PROBLEM SET
(1) In the report on New Mexico's oil and gas lease sale, how many tracts and acres were offered and sold?
(2) Retype the passage of the New Mexico lease sale report from "While state lease" to "critical public institutions.".
(3) Rewrite the paragraph of the New Mexico lease sale report that begins "The highest earning tract was" as a short bulleted list that keeps its main facts.

New Mexico’s State Land Office cleared $15.47 million from an oil/natural gas lease sale Tuesday, marking the fourth-highest oil/gas lease sale in the state’s history and showing the current low commodity price environment has not dampened longer-term development prospects.

A total of 22 tracts comprising 5,446 acres were offered and sold for lease, State Land Commissioner Aubrey Dunn reported. The state’s lease sale was timed to coincide with the federal Bureau of Land Management (BLM) lease sale, which brought in first-time bidders and additional money on state trust lands, Dunn noted.

The highest earning tract was 320 acres in Lea County, in an energy-rich extension of the Permian Basin in the southeast corner of the state, which received a sealed bid totaling $4.8 million. The highest oral bid was $7,062.50/acre for a total tract bonus of $2.26 million for another 320 acres also in Lea County.

Noting that prior state administrations had not allowed leasing in the area, Dunn said he offered tracts near the Carlsbad area with “excellent” production potential. “Our strategy to offer tracts concentrated in a high-demand area that is prime for development has really paid off for [state] trust beneficiaries,” he said.

While state lease sales have generally brought in smaller proceeds (see Daily GPI, Nov. 28, 2012; March 1, 2012), a federal BLM sale last summer netted $83 million in proceeds for leases on federal lands in four counties in the southeastern corner of the state; 31 leases were for 10 years (see Daily GPI, July 17, 2014).

The New Mexico land office is responsible for administering nine million acres of surface and 13 million acres of subsurface estate for the beneficiaries of the state land trust, which include schools, universities, hospitals and other critical public institutions.

PROVIDED MATERIAL
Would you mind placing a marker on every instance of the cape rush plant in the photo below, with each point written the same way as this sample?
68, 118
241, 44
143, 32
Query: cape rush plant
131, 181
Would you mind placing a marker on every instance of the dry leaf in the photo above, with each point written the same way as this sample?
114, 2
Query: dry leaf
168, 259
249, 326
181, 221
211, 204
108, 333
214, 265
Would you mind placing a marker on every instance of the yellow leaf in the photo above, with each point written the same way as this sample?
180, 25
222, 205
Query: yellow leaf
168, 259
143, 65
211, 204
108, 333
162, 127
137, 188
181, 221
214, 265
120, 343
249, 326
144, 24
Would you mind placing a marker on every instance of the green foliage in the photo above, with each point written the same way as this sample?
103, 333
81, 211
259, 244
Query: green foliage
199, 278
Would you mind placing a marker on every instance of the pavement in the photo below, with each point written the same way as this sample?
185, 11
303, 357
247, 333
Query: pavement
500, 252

PER-TASK ANSWERS
(1) 22 tracts totaling 5,446 acres were offered and sold.

(2)
While state lease sales have generally brought in smaller proceeds (see Daily GPI, Nov. 28, 2012; March 1, 2012), a federal BLM sale last summer netted $83 million in proceeds for leases on federal lands in four counties in the southeastern corner of the state; 31 leases were for 10 years (see Daily GPI, July 17, 2014).

The New Mexico land office is responsible for administering nine million acres of surface and 13 million acres of subsurface estate for the beneficiaries of the state land trust, which include schools, universities, hospitals and other critical public institutions.

(3)
- Highest-earning tract: 320 acres in Lea County, in an energy-rich extension of the Permian Basin in southeastern New Mexico, with a sealed bid of $4.8 million.
- Highest oral bid: $7,062.50 per acre for another 320-acre Lea County tract, for a total tract bonus of $2.26 million.